* **Listing**
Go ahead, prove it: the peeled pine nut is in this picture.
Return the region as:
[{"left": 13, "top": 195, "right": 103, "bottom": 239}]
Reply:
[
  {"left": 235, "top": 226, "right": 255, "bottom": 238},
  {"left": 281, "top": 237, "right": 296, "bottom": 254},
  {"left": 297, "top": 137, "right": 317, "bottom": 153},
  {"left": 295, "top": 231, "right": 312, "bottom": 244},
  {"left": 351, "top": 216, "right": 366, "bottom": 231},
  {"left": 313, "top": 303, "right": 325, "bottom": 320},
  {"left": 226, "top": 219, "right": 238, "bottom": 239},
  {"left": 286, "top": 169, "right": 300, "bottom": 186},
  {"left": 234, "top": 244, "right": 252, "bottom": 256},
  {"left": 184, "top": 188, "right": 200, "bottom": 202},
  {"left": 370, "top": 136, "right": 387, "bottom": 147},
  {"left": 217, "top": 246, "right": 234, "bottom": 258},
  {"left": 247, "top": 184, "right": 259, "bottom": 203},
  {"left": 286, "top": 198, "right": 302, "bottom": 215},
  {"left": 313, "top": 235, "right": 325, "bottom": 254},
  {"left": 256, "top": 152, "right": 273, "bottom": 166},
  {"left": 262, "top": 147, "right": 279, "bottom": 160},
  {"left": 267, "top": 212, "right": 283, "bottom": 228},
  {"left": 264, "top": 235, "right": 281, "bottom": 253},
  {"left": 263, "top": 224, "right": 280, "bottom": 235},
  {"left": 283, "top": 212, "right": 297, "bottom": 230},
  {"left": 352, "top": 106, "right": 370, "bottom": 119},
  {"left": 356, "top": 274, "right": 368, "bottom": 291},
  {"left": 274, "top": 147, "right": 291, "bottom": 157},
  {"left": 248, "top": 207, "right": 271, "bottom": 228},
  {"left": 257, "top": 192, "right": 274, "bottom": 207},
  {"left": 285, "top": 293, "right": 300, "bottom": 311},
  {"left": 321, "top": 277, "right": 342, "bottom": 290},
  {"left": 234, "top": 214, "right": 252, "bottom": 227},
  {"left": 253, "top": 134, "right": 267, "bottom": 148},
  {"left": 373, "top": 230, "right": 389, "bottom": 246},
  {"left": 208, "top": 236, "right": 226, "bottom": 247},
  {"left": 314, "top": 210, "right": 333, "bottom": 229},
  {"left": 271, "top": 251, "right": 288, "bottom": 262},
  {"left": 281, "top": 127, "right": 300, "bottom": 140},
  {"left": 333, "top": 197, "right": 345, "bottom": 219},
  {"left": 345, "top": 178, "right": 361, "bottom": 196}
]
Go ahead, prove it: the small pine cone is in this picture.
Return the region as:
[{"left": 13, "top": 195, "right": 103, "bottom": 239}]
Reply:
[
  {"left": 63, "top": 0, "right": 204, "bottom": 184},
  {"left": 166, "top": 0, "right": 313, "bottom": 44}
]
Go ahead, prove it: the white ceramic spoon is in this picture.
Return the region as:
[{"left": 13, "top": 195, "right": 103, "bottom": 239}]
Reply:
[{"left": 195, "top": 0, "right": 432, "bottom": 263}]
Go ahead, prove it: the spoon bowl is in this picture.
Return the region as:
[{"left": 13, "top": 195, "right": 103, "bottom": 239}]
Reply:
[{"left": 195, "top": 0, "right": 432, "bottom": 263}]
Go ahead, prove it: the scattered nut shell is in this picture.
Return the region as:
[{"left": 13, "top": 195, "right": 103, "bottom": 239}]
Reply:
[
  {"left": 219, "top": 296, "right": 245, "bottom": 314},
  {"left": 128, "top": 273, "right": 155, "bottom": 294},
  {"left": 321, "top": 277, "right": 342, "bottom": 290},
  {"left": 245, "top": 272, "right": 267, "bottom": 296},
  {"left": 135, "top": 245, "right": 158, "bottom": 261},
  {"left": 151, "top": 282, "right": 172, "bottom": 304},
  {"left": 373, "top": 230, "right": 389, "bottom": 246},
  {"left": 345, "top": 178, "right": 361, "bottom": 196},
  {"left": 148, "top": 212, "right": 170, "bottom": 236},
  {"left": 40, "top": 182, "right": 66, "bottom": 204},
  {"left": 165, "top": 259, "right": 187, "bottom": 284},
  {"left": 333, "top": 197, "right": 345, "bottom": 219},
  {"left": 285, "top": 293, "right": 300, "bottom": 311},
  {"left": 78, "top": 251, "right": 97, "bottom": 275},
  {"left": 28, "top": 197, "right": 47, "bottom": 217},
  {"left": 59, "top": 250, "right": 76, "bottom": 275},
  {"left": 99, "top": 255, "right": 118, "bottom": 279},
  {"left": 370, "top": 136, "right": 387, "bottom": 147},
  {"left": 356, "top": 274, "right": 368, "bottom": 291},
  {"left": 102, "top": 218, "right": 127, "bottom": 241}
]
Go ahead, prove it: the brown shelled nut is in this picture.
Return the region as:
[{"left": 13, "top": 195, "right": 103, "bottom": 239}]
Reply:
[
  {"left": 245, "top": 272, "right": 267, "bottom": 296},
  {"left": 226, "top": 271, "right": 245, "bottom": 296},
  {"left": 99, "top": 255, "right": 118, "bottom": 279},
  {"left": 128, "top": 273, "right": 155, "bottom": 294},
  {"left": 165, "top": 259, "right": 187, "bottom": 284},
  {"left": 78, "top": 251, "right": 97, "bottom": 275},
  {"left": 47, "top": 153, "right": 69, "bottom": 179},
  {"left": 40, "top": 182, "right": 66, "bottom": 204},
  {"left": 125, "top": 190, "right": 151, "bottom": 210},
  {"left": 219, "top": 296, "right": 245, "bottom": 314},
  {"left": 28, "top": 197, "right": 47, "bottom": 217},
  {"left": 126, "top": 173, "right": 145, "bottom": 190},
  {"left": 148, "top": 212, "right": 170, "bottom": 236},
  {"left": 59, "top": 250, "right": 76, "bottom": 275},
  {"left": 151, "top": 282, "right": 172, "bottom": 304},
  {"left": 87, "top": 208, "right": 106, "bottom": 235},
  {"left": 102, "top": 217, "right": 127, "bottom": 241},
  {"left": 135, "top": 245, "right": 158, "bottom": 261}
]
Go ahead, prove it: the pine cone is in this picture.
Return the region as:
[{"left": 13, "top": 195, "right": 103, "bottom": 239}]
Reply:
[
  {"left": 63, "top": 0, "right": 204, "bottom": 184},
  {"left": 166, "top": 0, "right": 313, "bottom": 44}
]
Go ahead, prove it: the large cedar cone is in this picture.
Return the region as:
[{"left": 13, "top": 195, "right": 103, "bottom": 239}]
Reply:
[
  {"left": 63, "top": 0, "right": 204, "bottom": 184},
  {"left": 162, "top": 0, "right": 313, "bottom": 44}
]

* **Task goal**
Rename "Reply:" to "Answer:" everywhere it occurs in these lines, and leave everything else unchanged.

* **The answer**
Go ahead, prove it: the peeled pine nut is in this picture.
Return the region as:
[{"left": 13, "top": 195, "right": 103, "bottom": 239}]
Answer:
[
  {"left": 235, "top": 226, "right": 255, "bottom": 238},
  {"left": 281, "top": 237, "right": 296, "bottom": 254},
  {"left": 297, "top": 137, "right": 317, "bottom": 153},
  {"left": 295, "top": 231, "right": 312, "bottom": 244},
  {"left": 351, "top": 216, "right": 366, "bottom": 231},
  {"left": 313, "top": 303, "right": 325, "bottom": 320},
  {"left": 226, "top": 219, "right": 238, "bottom": 239},
  {"left": 286, "top": 169, "right": 300, "bottom": 186},
  {"left": 234, "top": 244, "right": 252, "bottom": 256},
  {"left": 184, "top": 188, "right": 200, "bottom": 202},
  {"left": 370, "top": 136, "right": 387, "bottom": 147},
  {"left": 217, "top": 246, "right": 234, "bottom": 258},
  {"left": 247, "top": 184, "right": 259, "bottom": 203},
  {"left": 286, "top": 198, "right": 302, "bottom": 215},
  {"left": 313, "top": 235, "right": 325, "bottom": 254},
  {"left": 256, "top": 152, "right": 273, "bottom": 166},
  {"left": 262, "top": 147, "right": 279, "bottom": 160},
  {"left": 267, "top": 212, "right": 283, "bottom": 228},
  {"left": 264, "top": 235, "right": 281, "bottom": 253},
  {"left": 263, "top": 224, "right": 280, "bottom": 235},
  {"left": 283, "top": 212, "right": 297, "bottom": 230},
  {"left": 352, "top": 106, "right": 370, "bottom": 119},
  {"left": 356, "top": 274, "right": 368, "bottom": 291},
  {"left": 274, "top": 147, "right": 291, "bottom": 157},
  {"left": 248, "top": 207, "right": 271, "bottom": 228},
  {"left": 257, "top": 192, "right": 274, "bottom": 207},
  {"left": 285, "top": 293, "right": 300, "bottom": 311},
  {"left": 321, "top": 277, "right": 342, "bottom": 290},
  {"left": 234, "top": 214, "right": 252, "bottom": 227},
  {"left": 253, "top": 134, "right": 267, "bottom": 148},
  {"left": 373, "top": 230, "right": 389, "bottom": 246},
  {"left": 208, "top": 236, "right": 226, "bottom": 247},
  {"left": 314, "top": 210, "right": 333, "bottom": 229},
  {"left": 271, "top": 251, "right": 288, "bottom": 262},
  {"left": 281, "top": 127, "right": 300, "bottom": 140},
  {"left": 333, "top": 197, "right": 345, "bottom": 219},
  {"left": 345, "top": 178, "right": 361, "bottom": 196}
]
Go ahead, prove it: the small pine cone is in this picture.
Return the region as:
[{"left": 13, "top": 195, "right": 103, "bottom": 239}]
Answer:
[
  {"left": 63, "top": 0, "right": 204, "bottom": 184},
  {"left": 166, "top": 0, "right": 313, "bottom": 44}
]
Go ahead, prove it: the white ceramic spoon is in this picture.
Return the region as:
[{"left": 13, "top": 195, "right": 103, "bottom": 239}]
Answer:
[{"left": 195, "top": 0, "right": 432, "bottom": 263}]
Go ahead, prove it: the spoon bowl is in this picture.
Return the region as:
[{"left": 13, "top": 195, "right": 103, "bottom": 239}]
Answer:
[{"left": 195, "top": 0, "right": 432, "bottom": 263}]
Go ahead, prove it: the scattered nut shell is in this picture.
Return the region as:
[{"left": 13, "top": 195, "right": 103, "bottom": 239}]
Answer:
[
  {"left": 219, "top": 296, "right": 245, "bottom": 314},
  {"left": 128, "top": 273, "right": 155, "bottom": 294},
  {"left": 321, "top": 277, "right": 342, "bottom": 290},
  {"left": 245, "top": 272, "right": 267, "bottom": 296},
  {"left": 135, "top": 245, "right": 158, "bottom": 261},
  {"left": 151, "top": 282, "right": 172, "bottom": 304},
  {"left": 373, "top": 230, "right": 389, "bottom": 246},
  {"left": 345, "top": 178, "right": 361, "bottom": 196},
  {"left": 148, "top": 212, "right": 170, "bottom": 236},
  {"left": 40, "top": 182, "right": 66, "bottom": 204},
  {"left": 165, "top": 259, "right": 187, "bottom": 284},
  {"left": 333, "top": 197, "right": 345, "bottom": 219},
  {"left": 285, "top": 293, "right": 300, "bottom": 311},
  {"left": 78, "top": 251, "right": 97, "bottom": 275},
  {"left": 28, "top": 197, "right": 47, "bottom": 217},
  {"left": 59, "top": 250, "right": 76, "bottom": 275},
  {"left": 99, "top": 255, "right": 118, "bottom": 279},
  {"left": 370, "top": 136, "right": 387, "bottom": 147},
  {"left": 356, "top": 274, "right": 368, "bottom": 291},
  {"left": 102, "top": 218, "right": 127, "bottom": 241}
]
Go ahead, prove it: the brown shelled nut is in this picture.
Return the region as:
[{"left": 13, "top": 195, "right": 103, "bottom": 239}]
Answer:
[
  {"left": 245, "top": 272, "right": 267, "bottom": 296},
  {"left": 226, "top": 271, "right": 245, "bottom": 296},
  {"left": 99, "top": 255, "right": 118, "bottom": 279},
  {"left": 128, "top": 273, "right": 155, "bottom": 294},
  {"left": 165, "top": 259, "right": 187, "bottom": 284},
  {"left": 78, "top": 251, "right": 97, "bottom": 275},
  {"left": 47, "top": 153, "right": 69, "bottom": 179},
  {"left": 40, "top": 182, "right": 66, "bottom": 204},
  {"left": 125, "top": 190, "right": 151, "bottom": 210},
  {"left": 219, "top": 296, "right": 245, "bottom": 314},
  {"left": 28, "top": 197, "right": 47, "bottom": 217},
  {"left": 126, "top": 173, "right": 145, "bottom": 190},
  {"left": 148, "top": 212, "right": 170, "bottom": 236},
  {"left": 59, "top": 250, "right": 76, "bottom": 275},
  {"left": 151, "top": 282, "right": 172, "bottom": 304},
  {"left": 87, "top": 208, "right": 106, "bottom": 235},
  {"left": 102, "top": 217, "right": 127, "bottom": 241},
  {"left": 135, "top": 245, "right": 158, "bottom": 261}
]
Go ahead, prove it: the pine cone is in this picture.
Return the region as:
[{"left": 13, "top": 195, "right": 103, "bottom": 239}]
Answer:
[
  {"left": 63, "top": 0, "right": 204, "bottom": 184},
  {"left": 166, "top": 0, "right": 313, "bottom": 44}
]
Go ahead, prove it: the large cedar cone is in this picture.
Return the region as:
[{"left": 13, "top": 195, "right": 103, "bottom": 239}]
Answer:
[
  {"left": 63, "top": 0, "right": 204, "bottom": 184},
  {"left": 162, "top": 0, "right": 313, "bottom": 44}
]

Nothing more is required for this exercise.